--- START ---

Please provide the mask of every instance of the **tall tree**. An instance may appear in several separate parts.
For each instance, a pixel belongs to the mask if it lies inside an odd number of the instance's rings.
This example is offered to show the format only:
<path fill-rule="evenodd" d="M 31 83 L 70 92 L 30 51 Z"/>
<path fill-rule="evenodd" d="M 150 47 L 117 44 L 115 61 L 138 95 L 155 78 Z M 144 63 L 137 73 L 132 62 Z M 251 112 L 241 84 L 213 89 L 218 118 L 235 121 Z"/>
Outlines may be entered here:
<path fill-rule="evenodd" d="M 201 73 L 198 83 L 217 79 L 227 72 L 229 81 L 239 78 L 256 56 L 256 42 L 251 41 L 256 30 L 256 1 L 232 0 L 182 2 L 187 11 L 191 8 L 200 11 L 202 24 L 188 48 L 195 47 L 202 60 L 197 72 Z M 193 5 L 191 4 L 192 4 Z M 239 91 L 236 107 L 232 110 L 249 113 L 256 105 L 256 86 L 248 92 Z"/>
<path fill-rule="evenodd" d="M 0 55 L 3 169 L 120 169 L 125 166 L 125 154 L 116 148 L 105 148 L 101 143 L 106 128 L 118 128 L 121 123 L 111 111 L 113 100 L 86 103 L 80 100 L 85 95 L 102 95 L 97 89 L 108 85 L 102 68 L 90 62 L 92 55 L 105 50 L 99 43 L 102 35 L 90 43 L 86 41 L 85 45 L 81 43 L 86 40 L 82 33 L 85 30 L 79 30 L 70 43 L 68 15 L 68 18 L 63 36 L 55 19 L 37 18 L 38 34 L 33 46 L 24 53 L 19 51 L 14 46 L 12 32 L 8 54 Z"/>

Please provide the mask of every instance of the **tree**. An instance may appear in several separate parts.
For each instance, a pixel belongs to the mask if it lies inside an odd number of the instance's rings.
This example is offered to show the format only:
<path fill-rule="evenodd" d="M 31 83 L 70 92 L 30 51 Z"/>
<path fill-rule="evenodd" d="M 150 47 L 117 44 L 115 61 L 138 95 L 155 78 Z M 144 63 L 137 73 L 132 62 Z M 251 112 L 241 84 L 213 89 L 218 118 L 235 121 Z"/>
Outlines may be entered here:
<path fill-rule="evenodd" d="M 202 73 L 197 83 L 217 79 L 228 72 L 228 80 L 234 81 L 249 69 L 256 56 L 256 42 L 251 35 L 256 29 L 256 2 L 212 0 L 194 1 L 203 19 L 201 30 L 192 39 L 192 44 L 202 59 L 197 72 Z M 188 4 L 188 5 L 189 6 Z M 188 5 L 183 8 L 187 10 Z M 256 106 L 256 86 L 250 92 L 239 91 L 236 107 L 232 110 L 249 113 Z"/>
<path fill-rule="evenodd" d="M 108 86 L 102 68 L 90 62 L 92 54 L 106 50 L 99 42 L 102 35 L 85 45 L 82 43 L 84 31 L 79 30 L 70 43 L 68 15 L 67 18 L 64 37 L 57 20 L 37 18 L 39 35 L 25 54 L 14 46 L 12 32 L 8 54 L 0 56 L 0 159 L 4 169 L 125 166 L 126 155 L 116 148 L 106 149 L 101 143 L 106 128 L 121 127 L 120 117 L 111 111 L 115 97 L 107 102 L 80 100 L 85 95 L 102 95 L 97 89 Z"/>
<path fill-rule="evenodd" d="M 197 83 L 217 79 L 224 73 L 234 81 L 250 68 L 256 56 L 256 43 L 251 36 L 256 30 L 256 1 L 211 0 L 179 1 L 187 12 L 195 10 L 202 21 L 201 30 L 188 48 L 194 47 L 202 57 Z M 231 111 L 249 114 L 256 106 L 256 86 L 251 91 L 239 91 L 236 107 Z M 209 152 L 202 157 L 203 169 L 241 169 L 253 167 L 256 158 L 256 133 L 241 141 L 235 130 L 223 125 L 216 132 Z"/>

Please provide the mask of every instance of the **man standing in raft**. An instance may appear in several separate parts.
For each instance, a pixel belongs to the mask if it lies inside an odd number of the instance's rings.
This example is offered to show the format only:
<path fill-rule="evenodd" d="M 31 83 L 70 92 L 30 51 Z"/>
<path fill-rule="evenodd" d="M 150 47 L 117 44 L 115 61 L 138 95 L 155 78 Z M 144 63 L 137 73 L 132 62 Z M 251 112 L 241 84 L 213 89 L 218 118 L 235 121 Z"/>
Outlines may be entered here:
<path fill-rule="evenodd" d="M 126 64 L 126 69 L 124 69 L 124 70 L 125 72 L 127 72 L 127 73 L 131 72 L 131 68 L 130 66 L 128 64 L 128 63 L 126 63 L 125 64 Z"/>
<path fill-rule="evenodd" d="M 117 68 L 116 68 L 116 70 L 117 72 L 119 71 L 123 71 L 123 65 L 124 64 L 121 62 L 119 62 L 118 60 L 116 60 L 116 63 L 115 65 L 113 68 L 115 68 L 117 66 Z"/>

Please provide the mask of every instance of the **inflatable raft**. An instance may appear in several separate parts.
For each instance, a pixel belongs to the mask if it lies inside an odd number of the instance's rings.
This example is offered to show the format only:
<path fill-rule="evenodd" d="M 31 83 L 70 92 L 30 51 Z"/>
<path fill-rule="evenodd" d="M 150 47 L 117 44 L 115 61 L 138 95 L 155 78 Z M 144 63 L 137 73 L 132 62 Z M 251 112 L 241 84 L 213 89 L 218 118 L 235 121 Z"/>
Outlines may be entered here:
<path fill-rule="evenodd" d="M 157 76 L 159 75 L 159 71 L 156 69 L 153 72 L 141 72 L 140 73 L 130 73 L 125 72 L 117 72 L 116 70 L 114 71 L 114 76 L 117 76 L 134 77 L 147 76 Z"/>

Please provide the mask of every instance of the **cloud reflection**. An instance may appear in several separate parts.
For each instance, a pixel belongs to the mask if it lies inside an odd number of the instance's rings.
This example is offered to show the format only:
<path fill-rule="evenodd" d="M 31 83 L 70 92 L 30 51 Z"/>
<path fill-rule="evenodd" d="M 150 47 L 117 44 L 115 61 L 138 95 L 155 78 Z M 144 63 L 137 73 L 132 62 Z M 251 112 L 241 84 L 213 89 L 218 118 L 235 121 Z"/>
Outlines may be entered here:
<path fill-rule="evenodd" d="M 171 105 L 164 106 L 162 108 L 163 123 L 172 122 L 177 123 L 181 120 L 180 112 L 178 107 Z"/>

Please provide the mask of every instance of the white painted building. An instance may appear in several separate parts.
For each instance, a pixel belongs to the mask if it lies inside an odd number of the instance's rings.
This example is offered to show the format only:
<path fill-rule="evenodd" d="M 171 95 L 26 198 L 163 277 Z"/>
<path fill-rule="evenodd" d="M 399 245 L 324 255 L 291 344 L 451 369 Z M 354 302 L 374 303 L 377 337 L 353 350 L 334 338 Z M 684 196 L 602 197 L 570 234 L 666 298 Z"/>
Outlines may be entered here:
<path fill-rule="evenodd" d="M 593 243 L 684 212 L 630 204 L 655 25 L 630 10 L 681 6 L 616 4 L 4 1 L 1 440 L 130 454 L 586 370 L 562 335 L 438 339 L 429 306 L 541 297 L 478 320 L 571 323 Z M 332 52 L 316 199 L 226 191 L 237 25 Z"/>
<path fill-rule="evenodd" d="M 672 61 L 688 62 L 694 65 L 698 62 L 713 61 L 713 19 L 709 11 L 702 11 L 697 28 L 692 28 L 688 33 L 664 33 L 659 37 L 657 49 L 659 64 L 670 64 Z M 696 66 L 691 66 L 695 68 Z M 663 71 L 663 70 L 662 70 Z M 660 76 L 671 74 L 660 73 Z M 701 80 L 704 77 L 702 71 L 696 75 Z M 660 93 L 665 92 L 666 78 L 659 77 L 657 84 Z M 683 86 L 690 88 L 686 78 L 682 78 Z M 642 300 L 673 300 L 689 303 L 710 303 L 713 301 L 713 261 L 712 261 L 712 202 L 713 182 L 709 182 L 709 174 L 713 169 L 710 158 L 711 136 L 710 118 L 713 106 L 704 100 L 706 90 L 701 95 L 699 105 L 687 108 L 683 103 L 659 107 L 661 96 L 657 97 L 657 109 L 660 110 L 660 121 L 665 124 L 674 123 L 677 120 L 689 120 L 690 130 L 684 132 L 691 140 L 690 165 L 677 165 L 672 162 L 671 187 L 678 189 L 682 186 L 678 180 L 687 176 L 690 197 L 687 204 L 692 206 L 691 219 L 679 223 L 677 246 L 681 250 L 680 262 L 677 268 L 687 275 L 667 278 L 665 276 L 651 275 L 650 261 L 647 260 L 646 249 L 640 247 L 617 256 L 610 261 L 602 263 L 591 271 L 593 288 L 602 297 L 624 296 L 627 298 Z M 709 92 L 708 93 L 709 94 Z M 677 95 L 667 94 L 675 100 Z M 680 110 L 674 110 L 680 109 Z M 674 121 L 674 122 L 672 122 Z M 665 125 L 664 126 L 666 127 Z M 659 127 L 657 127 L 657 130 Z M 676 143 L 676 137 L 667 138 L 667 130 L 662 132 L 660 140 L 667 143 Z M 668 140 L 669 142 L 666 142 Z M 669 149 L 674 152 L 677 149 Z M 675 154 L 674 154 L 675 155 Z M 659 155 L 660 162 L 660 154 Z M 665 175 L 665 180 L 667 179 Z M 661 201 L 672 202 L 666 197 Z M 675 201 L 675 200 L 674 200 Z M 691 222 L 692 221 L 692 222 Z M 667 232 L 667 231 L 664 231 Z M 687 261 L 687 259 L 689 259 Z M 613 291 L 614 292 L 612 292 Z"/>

--- END ---

### SET TASK
Rewrite the rows from the start through the line containing "3 169 L 120", with "tall tree" changed to "pine tree" and nothing else altered. Give only those lines.

### SOLUTION TO THIS PROBLEM
Please provide the mask of every instance of the **pine tree**. An instance may appear in several separate parts.
For each instance, a pixel belongs to the mask if it lies inside an odd number of the instance's rings.
This example is offered to show the format only:
<path fill-rule="evenodd" d="M 31 83 L 70 92 L 30 51 Z"/>
<path fill-rule="evenodd" d="M 150 47 L 117 44 L 115 61 L 138 95 L 155 78 Z M 144 63 L 137 73 L 132 62 Z M 251 112 L 241 84 L 213 89 L 218 118 L 235 121 Z"/>
Outlines may be entered here:
<path fill-rule="evenodd" d="M 201 73 L 198 83 L 217 79 L 227 72 L 229 81 L 239 78 L 256 56 L 256 42 L 251 41 L 256 30 L 256 1 L 232 0 L 182 2 L 187 11 L 191 8 L 200 11 L 202 24 L 188 48 L 195 47 L 202 60 L 197 72 Z M 193 5 L 191 4 L 192 4 Z M 239 91 L 236 107 L 232 110 L 249 113 L 256 105 L 256 86 L 248 92 Z"/>
<path fill-rule="evenodd" d="M 0 55 L 3 169 L 120 169 L 125 166 L 125 154 L 116 148 L 105 148 L 101 143 L 106 128 L 118 128 L 121 123 L 111 111 L 113 100 L 86 103 L 80 100 L 85 95 L 102 95 L 97 89 L 108 85 L 102 68 L 90 62 L 92 55 L 105 50 L 99 43 L 102 35 L 90 43 L 86 41 L 85 45 L 81 43 L 86 40 L 82 33 L 85 30 L 79 30 L 70 43 L 68 15 L 68 18 L 63 36 L 55 19 L 37 18 L 38 34 L 33 46 L 24 53 L 19 51 L 14 46 L 12 32 L 8 54 Z"/>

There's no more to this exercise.